*** DATA PROVIDED ***
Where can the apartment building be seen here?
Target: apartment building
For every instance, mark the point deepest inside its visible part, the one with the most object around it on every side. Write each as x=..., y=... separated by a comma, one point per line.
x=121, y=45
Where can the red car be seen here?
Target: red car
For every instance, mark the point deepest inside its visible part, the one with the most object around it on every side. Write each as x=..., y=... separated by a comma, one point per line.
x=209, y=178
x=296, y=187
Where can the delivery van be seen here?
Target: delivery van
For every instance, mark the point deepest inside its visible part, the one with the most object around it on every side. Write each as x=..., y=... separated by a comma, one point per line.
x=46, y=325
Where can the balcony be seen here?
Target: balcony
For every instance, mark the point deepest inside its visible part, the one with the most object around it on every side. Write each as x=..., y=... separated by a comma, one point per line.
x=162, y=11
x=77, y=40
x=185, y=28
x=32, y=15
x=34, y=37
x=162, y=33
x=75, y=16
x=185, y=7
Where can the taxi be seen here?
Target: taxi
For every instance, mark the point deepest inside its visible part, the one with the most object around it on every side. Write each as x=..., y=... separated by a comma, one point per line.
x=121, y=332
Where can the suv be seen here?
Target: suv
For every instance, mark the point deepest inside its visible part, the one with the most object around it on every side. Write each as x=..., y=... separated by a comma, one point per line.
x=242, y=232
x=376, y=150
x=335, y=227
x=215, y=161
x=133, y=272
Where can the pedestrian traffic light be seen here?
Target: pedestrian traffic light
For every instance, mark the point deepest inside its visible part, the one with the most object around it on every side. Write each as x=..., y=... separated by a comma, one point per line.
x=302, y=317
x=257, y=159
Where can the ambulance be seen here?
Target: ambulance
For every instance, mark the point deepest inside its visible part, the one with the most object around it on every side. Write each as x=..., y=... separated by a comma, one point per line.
*** End of DATA PROVIDED ***
▸ WHAT THE EXERCISE ASKS: The data above should be output exactly, with each line intact.

▸ SOLUTION FOR THIS EXERCISE:
Where can the apartment building be seen here?
Target: apartment building
For every instance, mark the point deepest inside its visible part, the one with the most object around it on every side. Write each as x=..., y=... separated by a comma, one point per line.
x=121, y=45
Where can the red car be seen here?
Target: red car
For every instance, mark the point deepest inside its visible part, the one with the most object around it on every side. Write each as x=..., y=... separated by a comma, one point per line.
x=209, y=178
x=296, y=187
Where can the delivery van be seen here?
Target: delivery van
For every instance, mark the point deepest inside its visible part, the one with the most object around it on every side. Write each as x=..., y=... separated by a comma, one point per line.
x=46, y=325
Where can the balcony be seen here?
Target: balcony
For every instance, mark the point deepest inside its visible part, the one with the most object around it on every side. Write each as x=..., y=... separated by a comma, one point per line.
x=162, y=11
x=77, y=40
x=185, y=28
x=32, y=15
x=34, y=37
x=162, y=33
x=75, y=16
x=185, y=7
Where can the taxi be seen here?
Target: taxi
For every instance, mark the point deepest inside its visible part, the one with the most object around it on every side. Write each as x=..., y=... separated by a comma, one point per line.
x=121, y=332
Where can the suv be seen here?
Target: suv
For every instance, mark the point deepest inside its visible part, the one with the most object around it on every side. Write each as x=..., y=... separated by a comma, one point per line.
x=242, y=232
x=376, y=150
x=335, y=227
x=215, y=161
x=133, y=272
Where can the pedestrian traffic light be seen here?
Target: pedestrian traffic light
For every instance, mark the point deepest inside its visible part, the one with the most object around it on every side. Write each as x=..., y=... separated by a comma, one point per line.
x=302, y=317
x=257, y=159
Where can the ambulance be seen here?
Target: ambulance
For every instance, mark the point deepest inside its visible part, the one with the most object around it on every side. Write each as x=..., y=... separated by a comma, one point per line.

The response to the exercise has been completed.